- _Given records_
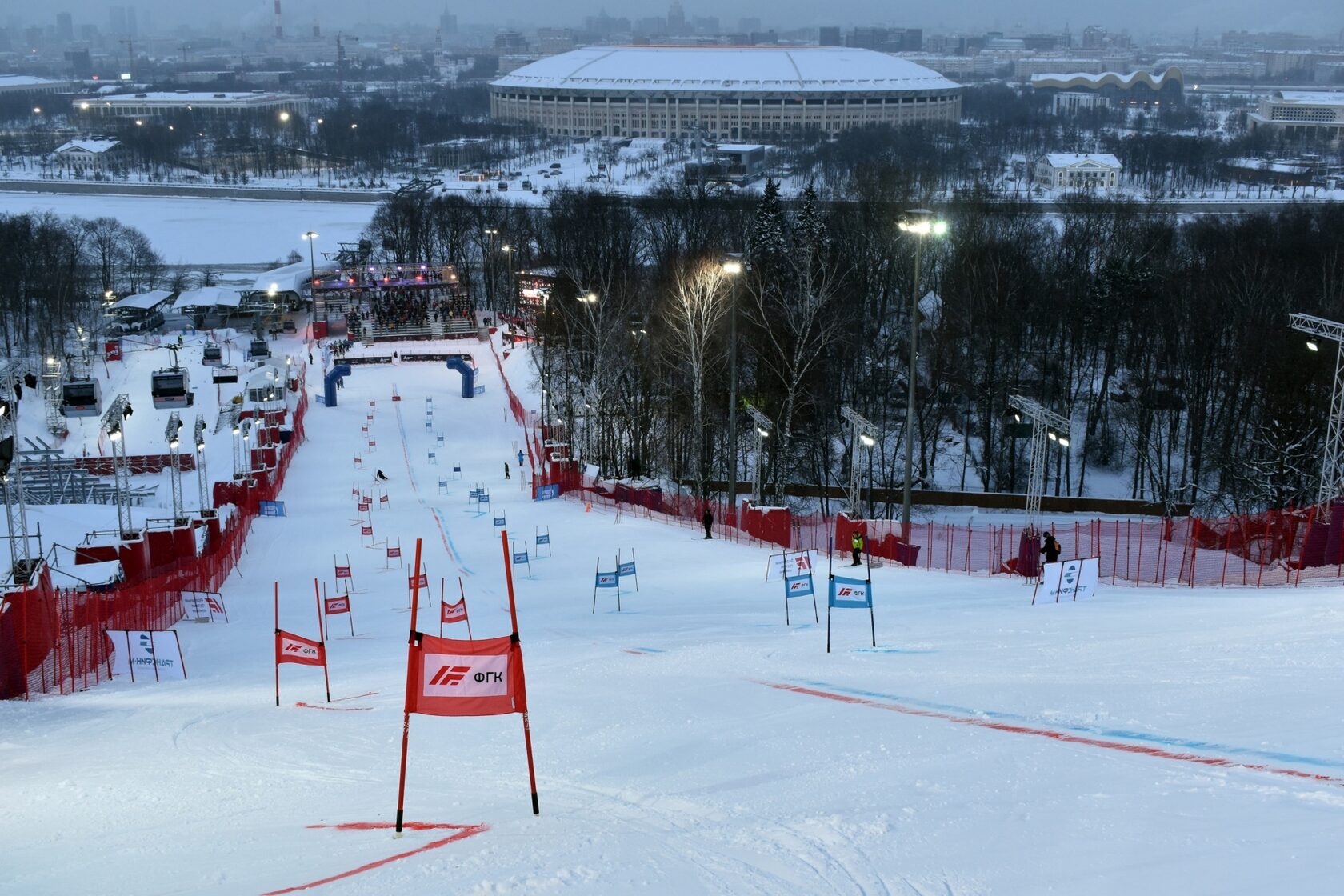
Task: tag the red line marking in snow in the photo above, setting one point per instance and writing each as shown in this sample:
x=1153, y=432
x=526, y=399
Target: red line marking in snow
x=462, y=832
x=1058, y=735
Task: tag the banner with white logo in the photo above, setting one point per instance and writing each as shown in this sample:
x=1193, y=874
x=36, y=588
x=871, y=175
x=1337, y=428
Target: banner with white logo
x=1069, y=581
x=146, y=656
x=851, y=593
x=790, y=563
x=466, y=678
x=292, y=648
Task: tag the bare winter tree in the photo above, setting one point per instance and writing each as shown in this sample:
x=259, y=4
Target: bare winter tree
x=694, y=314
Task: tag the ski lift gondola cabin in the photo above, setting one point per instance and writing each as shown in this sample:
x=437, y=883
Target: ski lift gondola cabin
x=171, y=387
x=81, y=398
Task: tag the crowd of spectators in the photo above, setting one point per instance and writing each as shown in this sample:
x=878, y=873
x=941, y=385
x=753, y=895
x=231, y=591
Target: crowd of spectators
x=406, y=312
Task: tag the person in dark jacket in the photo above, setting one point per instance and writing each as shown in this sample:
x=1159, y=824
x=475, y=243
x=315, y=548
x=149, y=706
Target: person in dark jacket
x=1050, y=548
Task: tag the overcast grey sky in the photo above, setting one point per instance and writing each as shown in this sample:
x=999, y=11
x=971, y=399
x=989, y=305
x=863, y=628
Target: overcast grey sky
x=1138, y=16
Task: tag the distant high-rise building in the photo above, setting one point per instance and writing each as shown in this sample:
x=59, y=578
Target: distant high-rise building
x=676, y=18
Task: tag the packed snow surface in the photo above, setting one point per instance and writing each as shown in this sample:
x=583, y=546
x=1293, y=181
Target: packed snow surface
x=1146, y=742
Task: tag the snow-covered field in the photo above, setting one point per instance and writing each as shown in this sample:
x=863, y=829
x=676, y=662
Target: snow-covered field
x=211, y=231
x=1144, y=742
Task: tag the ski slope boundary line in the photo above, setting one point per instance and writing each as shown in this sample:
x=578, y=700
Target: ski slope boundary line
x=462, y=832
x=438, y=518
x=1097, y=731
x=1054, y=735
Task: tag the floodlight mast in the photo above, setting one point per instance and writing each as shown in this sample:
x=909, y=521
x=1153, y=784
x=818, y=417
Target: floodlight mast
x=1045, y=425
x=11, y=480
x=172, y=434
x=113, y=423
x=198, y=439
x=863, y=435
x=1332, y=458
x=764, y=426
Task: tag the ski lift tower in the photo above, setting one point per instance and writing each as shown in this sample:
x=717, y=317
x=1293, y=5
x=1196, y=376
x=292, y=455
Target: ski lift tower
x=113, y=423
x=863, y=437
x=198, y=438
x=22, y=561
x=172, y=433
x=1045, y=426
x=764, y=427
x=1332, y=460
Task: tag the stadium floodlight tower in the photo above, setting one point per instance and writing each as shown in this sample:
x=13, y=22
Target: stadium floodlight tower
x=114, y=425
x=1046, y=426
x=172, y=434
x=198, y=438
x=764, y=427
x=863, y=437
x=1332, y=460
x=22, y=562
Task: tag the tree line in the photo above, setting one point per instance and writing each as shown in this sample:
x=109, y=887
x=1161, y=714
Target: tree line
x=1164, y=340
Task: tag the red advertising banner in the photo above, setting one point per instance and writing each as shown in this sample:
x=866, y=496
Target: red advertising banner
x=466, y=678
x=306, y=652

- _Exercise_
Give exactly the lines from the one with "x=1161, y=714" to the end of the entries, nothing before them.

- _Written answer_
x=1161, y=714
Target: tree line
x=1164, y=340
Task: tag the red advertising banner in the photo above, setting one point per instance and writing each as shown in this sample:
x=866, y=496
Target: red advertising banner
x=466, y=678
x=306, y=652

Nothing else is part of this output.